=== YOUR GOAL ===
Restate exactly, and only, the lines from the one with "Exercise. Mark every instance of the column" through the end of the data, with both of those end lines kept. Drop any pictures.

=== INPUT RECORDS ===
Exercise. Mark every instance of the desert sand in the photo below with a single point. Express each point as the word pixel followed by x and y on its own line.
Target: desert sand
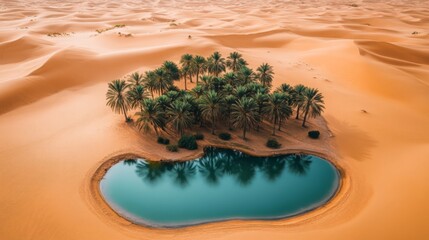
pixel 369 58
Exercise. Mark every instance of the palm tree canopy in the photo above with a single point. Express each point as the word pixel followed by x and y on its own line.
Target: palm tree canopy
pixel 171 70
pixel 150 115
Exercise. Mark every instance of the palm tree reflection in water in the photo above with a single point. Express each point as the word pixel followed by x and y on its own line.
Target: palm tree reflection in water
pixel 217 163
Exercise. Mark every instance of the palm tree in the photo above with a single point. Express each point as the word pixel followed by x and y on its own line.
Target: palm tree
pixel 298 98
pixel 265 74
pixel 313 103
pixel 285 88
pixel 210 105
pixel 230 78
pixel 136 95
pixel 180 116
pixel 244 114
pixel 136 79
pixel 199 65
pixel 116 98
pixel 187 61
pixel 277 108
pixel 171 70
pixel 245 75
pixel 151 115
pixel 235 61
pixel 163 102
pixel 216 64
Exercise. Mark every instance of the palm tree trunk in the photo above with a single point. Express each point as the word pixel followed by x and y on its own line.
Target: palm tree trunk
pixel 297 113
pixel 125 113
pixel 229 120
pixel 244 132
pixel 156 130
pixel 213 123
pixel 274 127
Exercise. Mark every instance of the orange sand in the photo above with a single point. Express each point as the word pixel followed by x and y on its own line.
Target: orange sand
pixel 55 129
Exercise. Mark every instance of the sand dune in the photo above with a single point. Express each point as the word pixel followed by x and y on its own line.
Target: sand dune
pixel 369 58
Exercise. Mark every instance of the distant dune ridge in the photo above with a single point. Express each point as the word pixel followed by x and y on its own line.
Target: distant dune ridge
pixel 370 59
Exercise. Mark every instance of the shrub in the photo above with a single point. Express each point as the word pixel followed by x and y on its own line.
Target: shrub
pixel 172 148
pixel 273 143
pixel 224 136
pixel 188 141
pixel 314 134
pixel 162 140
pixel 199 136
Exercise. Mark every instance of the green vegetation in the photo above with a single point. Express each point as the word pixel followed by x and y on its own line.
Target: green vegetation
pixel 226 92
pixel 273 143
pixel 225 136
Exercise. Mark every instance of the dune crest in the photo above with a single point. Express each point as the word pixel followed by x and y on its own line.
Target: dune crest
pixel 370 59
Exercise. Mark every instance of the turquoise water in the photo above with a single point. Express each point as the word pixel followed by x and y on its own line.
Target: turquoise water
pixel 222 185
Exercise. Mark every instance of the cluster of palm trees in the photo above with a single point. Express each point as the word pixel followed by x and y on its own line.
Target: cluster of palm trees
pixel 226 91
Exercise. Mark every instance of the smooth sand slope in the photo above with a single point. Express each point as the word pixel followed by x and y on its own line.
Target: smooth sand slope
pixel 370 60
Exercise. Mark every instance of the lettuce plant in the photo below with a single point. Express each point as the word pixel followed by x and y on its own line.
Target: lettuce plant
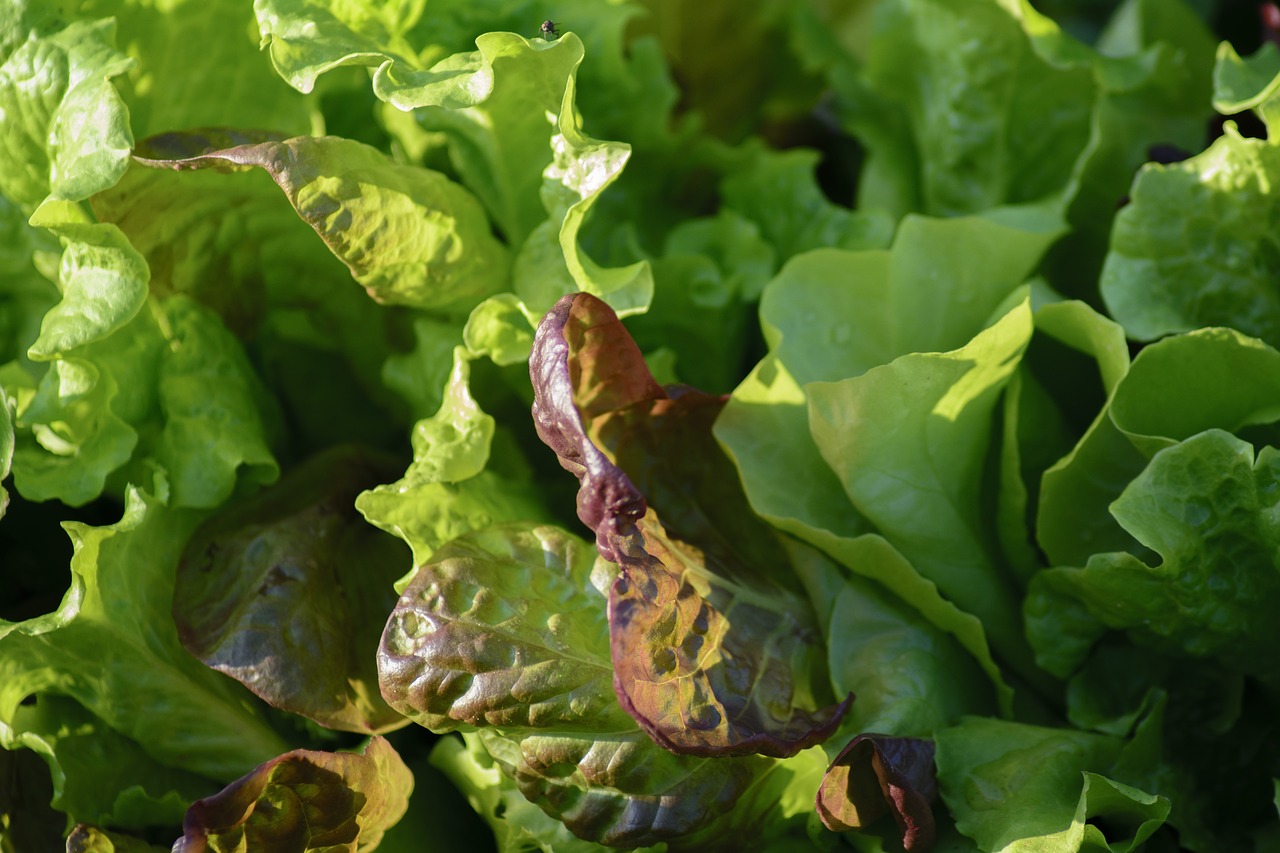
pixel 723 425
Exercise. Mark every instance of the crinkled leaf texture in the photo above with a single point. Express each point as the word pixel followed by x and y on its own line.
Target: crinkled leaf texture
pixel 876 774
pixel 1207 506
pixel 504 630
pixel 494 632
pixel 112 647
pixel 305 801
pixel 1019 788
pixel 411 236
pixel 92 839
pixel 714 651
pixel 287 593
pixel 67 131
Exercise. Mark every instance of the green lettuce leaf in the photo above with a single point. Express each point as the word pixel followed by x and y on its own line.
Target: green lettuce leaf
pixel 68 135
pixel 112 647
pixel 689 584
pixel 91 839
pixel 173 89
pixel 467 646
pixel 410 236
pixel 5 447
pixel 906 439
pixel 100 776
pixel 778 192
pixel 305 801
pixel 1249 83
pixel 1205 506
pixel 104 284
pixel 295 574
pixel 516 822
pixel 1014 787
pixel 451 487
pixel 1193 247
pixel 551 261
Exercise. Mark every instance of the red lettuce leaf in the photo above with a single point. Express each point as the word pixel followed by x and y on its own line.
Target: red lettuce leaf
pixel 288 591
pixel 305 801
pixel 714 646
pixel 877 774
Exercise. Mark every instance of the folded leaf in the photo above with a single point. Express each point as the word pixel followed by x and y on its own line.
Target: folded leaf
pixel 91 839
pixel 1193 247
pixel 906 441
pixel 67 131
pixel 496 632
pixel 1206 506
pixel 305 801
pixel 408 235
pixel 100 775
pixel 713 647
pixel 112 647
pixel 878 774
pixel 1014 787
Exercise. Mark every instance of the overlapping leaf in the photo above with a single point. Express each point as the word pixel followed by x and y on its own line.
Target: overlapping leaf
pixel 713 647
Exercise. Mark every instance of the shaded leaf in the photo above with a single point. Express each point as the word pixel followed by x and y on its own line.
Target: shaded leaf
pixel 713 653
pixel 305 801
pixel 408 235
pixel 877 774
pixel 287 593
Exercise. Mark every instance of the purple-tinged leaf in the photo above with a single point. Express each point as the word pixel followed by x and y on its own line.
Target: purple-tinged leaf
pixel 498 630
pixel 877 774
pixel 91 839
pixel 714 646
pixel 287 592
pixel 305 801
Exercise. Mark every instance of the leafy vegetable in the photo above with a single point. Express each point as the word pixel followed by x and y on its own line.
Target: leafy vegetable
pixel 305 801
pixel 723 425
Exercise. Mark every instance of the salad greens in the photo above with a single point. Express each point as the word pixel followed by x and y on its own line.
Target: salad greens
pixel 721 425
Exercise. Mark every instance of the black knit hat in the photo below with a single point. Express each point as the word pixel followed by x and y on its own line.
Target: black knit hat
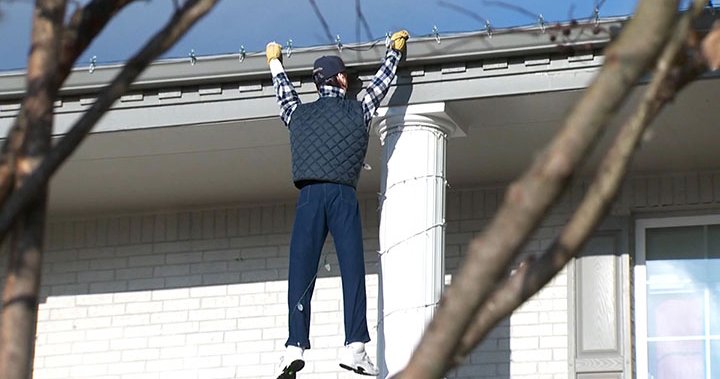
pixel 327 67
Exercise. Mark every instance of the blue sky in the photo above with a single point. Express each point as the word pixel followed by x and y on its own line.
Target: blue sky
pixel 252 23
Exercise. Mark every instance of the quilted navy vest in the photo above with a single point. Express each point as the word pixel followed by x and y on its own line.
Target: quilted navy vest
pixel 328 141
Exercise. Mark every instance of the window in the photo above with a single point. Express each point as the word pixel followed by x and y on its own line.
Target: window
pixel 677 297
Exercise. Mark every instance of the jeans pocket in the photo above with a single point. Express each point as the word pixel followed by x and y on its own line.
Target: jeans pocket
pixel 348 195
pixel 303 198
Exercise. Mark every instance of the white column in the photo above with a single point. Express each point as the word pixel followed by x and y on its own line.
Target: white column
pixel 412 226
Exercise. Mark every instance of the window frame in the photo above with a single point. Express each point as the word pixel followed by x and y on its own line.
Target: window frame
pixel 640 278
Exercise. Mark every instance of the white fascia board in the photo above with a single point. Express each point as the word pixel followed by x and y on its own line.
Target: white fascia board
pixel 228 67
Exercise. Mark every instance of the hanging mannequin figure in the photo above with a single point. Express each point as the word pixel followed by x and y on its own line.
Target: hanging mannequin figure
pixel 328 141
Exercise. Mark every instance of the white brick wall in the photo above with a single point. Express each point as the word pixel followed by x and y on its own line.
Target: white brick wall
pixel 201 294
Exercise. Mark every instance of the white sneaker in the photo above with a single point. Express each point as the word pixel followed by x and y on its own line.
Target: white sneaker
pixel 291 362
pixel 355 358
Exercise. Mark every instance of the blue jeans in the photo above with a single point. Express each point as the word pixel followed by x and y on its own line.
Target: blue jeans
pixel 324 207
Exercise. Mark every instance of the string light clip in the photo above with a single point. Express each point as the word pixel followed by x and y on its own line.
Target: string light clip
pixel 193 58
pixel 93 64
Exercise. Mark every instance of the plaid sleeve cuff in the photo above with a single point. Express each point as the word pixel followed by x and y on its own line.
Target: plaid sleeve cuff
pixel 380 84
pixel 286 95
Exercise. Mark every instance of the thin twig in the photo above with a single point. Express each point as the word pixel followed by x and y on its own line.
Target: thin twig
pixel 181 21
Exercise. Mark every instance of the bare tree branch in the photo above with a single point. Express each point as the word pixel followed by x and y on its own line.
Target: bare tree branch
pixel 533 274
pixel 180 23
pixel 85 24
pixel 531 196
pixel 22 284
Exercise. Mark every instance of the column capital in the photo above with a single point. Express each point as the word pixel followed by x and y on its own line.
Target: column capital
pixel 434 115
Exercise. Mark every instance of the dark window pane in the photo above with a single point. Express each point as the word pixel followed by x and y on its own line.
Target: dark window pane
pixel 685 242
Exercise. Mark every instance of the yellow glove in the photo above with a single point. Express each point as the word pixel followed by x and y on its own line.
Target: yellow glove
pixel 273 50
pixel 398 40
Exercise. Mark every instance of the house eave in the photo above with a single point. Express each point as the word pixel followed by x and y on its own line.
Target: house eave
pixel 463 47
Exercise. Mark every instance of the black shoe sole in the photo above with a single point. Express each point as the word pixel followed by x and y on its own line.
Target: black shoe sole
pixel 290 370
pixel 358 370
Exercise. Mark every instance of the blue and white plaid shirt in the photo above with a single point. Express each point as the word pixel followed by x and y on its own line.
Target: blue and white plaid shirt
pixel 288 98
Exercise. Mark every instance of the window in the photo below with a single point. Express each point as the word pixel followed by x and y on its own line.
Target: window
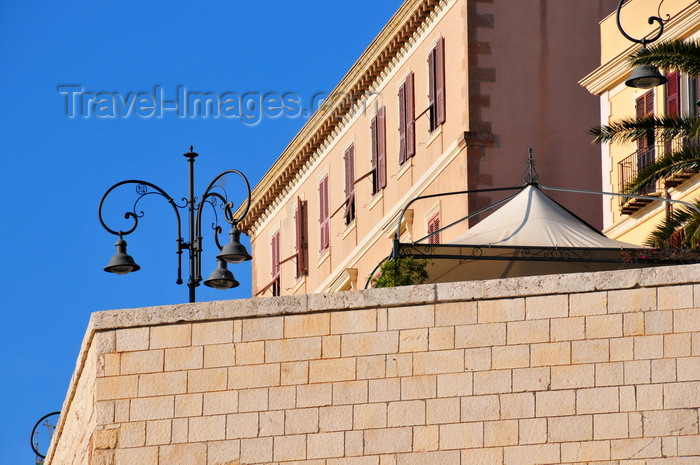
pixel 349 185
pixel 302 243
pixel 407 133
pixel 323 217
pixel 379 151
pixel 436 84
pixel 646 152
pixel 434 225
pixel 275 248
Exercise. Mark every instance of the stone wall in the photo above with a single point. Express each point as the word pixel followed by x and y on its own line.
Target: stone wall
pixel 600 368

=== ANSWER TO THE EXERCISE ===
Exercise. Mark every instance of the column capital in the photo above with a single point. Express each point as the word pixel followed by x and y on its own line.
Target: column capital
pixel 434 115
Exercise. Mark every instance of the dark window pane in the photo above with a single point. Express each point as the word pixel followed by x and y on its own line.
Target: dark window pane
pixel 685 242
Exercise. Mark every instance of the yellow glove in the photo above with a single point. Express each point as the word pixel followed by x and y on its own line.
Target: yellow glove
pixel 273 50
pixel 398 40
Exercise. Mark every instance of the house eave in the photo above with a single point. Express each point as the word pixel followed by x and y on its own line.
Target: house eave
pixel 463 47
Exercise. Mark every instance of the black shoe sole in the photo above with a single point. Express each point as the word pixel followed by x and y on its own line.
Target: black shoe sole
pixel 290 370
pixel 358 370
Exercise. Mark every instance of the blue and white plaid shirt in the photo above with a single point. Express each point as the word pixel followed by x and y on its own line.
Target: blue and white plaid shirt
pixel 288 98
Exercise. Mark every instance of the window in the photo below with a single point. Express each point as the word pixel followed by x and y on its own line.
Target: window
pixel 349 185
pixel 302 243
pixel 407 133
pixel 323 217
pixel 379 151
pixel 436 84
pixel 646 152
pixel 434 225
pixel 275 248
Exercise. Mark every instance of the stone wall in the photo above with a single point. Express each point as the word pixel followed by x and y on its own line.
Target: stone wall
pixel 600 368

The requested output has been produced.